◆ PAGE EXTRACT
--- --- ---

Johnson tells TODAY.com that she manages a large household by staying extremely organized. The two eldest are in full-time public school while she homeschools three of her other children. Her youngest starts kindergarten next year.

Johnson says the controversy, which she coined "Bath Gate 2024" on TikTok, is disappointing.

"(The topic) is really cultural and has a lot to do with how you were raised," she says. "If you live in the (hot) South, you might have to wash every single day and if you’ve never been to Utah or the West, you have no concept of how (weather) affects skin."

(The topic) is really cultural and has a lot to do with how you were raised."

Johnson added in another TikTok video: "We live in an incredibly dry climate and all of my kids have really sensitive skin. If they showered every single day, their skin would be so incredibly raw."

"People can't wrap their brains around the fact that others are different," says Johnson. "We live in a world where nuance doesn’t exist."

--- --- ---

◆ DATA EXTRACTS
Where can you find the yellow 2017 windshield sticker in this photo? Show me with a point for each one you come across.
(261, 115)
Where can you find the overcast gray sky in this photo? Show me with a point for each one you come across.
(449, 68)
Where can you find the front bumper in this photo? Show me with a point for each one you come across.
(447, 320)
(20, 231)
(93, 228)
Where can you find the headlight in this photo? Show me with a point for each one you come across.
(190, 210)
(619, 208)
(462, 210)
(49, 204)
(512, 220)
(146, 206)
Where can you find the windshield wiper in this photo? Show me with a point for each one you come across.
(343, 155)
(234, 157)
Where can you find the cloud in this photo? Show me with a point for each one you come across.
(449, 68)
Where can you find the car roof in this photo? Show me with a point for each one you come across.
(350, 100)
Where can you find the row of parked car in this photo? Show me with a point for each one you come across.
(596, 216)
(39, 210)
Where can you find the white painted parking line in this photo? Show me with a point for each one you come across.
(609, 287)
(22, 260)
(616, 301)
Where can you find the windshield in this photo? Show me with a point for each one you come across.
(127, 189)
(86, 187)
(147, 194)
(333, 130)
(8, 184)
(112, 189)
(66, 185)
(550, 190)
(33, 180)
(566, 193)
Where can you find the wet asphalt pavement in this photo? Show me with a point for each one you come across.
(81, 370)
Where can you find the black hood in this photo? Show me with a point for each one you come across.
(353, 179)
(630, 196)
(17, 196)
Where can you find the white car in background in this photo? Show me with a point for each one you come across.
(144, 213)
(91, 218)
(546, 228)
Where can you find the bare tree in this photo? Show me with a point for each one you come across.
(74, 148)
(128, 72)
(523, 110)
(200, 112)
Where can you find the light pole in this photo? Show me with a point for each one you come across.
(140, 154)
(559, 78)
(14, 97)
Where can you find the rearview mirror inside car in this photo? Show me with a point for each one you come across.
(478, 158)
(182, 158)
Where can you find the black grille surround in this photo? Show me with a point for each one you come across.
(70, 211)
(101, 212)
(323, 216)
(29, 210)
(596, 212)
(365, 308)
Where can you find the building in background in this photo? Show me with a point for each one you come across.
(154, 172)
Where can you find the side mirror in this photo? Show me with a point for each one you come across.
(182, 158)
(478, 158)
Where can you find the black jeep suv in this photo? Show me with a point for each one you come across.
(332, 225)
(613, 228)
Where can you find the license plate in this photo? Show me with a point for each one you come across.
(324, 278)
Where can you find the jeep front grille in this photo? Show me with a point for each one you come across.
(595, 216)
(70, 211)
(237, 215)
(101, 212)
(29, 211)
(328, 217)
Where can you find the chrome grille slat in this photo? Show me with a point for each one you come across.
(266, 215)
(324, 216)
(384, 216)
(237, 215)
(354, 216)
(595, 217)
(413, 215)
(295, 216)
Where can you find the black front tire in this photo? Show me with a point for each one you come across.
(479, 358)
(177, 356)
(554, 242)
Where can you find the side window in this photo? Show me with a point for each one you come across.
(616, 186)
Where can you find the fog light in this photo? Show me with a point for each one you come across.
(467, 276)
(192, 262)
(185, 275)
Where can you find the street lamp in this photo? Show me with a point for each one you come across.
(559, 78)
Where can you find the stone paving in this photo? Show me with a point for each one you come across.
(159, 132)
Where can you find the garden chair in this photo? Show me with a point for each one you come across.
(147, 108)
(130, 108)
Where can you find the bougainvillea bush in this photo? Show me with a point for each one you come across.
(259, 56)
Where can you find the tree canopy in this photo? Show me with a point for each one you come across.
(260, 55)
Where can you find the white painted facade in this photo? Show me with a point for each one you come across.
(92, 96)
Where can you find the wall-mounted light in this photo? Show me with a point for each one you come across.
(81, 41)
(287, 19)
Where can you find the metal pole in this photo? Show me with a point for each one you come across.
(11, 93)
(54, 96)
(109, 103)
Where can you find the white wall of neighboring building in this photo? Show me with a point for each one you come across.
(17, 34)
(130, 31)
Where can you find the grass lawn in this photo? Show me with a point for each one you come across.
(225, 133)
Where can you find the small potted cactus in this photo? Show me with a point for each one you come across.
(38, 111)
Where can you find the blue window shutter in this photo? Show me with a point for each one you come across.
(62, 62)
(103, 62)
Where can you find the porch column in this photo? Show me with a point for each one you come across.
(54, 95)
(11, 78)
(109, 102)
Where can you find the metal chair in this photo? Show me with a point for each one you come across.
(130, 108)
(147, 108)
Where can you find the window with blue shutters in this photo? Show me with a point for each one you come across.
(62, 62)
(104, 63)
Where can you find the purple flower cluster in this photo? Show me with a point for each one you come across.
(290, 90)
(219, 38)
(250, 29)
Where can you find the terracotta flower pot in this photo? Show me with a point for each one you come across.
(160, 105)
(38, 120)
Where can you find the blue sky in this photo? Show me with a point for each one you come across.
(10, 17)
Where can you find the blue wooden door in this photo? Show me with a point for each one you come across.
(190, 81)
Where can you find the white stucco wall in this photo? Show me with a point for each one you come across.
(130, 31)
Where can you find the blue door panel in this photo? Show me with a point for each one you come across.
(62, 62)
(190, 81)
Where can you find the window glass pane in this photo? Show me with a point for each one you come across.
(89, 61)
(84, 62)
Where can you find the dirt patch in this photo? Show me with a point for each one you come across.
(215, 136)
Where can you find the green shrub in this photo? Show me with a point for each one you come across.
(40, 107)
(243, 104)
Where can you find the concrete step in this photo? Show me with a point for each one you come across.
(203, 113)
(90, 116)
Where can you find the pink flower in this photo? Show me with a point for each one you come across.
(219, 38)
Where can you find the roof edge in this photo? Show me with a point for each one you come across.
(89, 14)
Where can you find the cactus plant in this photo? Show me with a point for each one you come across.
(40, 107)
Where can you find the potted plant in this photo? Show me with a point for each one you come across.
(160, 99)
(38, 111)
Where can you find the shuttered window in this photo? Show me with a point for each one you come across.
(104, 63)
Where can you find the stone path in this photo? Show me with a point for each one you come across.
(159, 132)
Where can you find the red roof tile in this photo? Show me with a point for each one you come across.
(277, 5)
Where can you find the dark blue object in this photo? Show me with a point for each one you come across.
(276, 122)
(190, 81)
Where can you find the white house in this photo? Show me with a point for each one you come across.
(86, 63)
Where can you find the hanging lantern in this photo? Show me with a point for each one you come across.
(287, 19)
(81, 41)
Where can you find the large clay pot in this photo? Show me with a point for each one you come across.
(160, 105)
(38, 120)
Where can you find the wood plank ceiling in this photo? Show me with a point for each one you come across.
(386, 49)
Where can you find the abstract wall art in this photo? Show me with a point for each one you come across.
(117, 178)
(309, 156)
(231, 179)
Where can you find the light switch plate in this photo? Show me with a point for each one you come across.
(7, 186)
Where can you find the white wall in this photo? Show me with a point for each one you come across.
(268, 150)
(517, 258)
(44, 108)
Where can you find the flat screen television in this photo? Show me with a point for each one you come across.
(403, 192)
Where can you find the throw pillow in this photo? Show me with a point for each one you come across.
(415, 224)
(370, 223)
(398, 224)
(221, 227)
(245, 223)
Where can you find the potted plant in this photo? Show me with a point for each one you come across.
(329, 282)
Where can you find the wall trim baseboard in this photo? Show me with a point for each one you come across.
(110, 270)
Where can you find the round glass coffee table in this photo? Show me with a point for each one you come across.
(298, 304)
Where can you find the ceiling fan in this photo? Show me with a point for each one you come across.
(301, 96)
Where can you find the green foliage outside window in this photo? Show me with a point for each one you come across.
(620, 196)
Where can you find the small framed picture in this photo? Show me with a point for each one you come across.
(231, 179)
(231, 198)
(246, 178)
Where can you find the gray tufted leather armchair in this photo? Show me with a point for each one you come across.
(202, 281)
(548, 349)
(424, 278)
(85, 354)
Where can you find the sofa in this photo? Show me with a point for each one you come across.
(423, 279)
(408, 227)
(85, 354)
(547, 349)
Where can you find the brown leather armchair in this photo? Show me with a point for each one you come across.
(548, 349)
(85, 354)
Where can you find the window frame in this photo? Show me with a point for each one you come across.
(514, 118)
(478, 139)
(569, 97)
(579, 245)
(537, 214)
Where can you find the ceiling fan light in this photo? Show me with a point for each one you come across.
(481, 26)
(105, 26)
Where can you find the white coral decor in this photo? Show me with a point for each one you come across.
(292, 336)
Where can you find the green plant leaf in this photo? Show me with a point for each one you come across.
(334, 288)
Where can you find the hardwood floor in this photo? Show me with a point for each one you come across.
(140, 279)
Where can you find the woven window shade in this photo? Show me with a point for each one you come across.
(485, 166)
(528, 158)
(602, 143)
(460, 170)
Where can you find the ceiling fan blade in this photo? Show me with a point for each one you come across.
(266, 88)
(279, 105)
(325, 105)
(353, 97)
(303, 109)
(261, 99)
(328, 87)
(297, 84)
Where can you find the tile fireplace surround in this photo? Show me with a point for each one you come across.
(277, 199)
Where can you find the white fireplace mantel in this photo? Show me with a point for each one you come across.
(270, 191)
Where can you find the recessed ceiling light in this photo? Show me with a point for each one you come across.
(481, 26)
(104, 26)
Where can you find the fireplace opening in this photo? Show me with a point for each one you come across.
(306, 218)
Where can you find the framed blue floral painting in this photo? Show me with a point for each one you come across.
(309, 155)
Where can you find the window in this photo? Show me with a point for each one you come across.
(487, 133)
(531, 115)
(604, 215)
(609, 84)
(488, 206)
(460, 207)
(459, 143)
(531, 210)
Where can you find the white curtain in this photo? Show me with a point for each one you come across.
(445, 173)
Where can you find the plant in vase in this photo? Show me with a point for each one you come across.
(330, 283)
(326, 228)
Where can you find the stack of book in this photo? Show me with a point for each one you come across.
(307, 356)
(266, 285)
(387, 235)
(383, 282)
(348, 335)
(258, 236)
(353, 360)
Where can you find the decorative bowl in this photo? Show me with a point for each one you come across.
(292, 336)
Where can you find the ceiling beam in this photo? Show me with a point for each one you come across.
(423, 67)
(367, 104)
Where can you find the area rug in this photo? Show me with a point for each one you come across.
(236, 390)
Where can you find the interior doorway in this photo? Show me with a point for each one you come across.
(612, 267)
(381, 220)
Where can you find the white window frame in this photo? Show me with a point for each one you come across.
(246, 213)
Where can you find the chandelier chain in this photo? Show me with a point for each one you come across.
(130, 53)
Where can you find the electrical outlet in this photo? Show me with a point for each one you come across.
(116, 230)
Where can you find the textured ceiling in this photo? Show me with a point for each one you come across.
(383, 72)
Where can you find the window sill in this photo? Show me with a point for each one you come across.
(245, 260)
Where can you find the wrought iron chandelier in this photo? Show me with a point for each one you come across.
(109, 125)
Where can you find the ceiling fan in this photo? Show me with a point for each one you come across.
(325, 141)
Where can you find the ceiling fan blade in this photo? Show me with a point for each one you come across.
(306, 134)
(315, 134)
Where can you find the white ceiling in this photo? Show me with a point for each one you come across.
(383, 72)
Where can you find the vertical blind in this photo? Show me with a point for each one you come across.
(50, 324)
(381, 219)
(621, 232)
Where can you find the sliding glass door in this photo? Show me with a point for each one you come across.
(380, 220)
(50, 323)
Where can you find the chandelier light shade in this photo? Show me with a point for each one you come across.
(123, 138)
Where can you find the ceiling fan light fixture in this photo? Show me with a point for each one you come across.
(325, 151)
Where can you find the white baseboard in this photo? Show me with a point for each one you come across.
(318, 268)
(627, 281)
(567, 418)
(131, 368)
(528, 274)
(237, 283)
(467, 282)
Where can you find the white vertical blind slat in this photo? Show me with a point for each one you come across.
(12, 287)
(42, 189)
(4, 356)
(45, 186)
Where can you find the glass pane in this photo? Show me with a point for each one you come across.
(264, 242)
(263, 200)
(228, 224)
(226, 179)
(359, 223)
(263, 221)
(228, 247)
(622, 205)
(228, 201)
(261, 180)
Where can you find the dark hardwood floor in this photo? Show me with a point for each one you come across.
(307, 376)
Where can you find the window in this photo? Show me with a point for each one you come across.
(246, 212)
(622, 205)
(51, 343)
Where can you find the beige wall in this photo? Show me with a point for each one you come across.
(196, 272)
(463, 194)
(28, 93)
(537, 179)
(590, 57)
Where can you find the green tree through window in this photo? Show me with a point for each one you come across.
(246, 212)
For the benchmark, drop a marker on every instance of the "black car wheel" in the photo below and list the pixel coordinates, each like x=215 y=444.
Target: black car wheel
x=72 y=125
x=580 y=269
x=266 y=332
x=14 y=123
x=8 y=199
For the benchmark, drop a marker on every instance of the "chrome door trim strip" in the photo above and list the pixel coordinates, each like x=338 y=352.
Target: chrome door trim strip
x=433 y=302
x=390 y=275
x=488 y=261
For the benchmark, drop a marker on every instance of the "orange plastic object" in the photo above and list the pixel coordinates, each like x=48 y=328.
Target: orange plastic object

--- --- ---

◆ EXERCISE PROMPT
Do these statements agree with the text about Johnson and the bathing controversy? Answer yes or no for each, and quote the words of the text that decide it.
(a) Johnson homeschools all of her children.
(b) Johnson named the controversy "Bath Gate 2024" on TikTok.
(c) Johnson says her kids' skin would become raw if they showered every day.

◆ RESPONSE AREA
(a) No: "The two eldest are in full-time public school while she homeschools three of her other children."
(b) Yes: 'which she coined "Bath Gate 2024" on TikTok'
(c) Yes: "If they showered every single day, their skin would be so incredibly raw."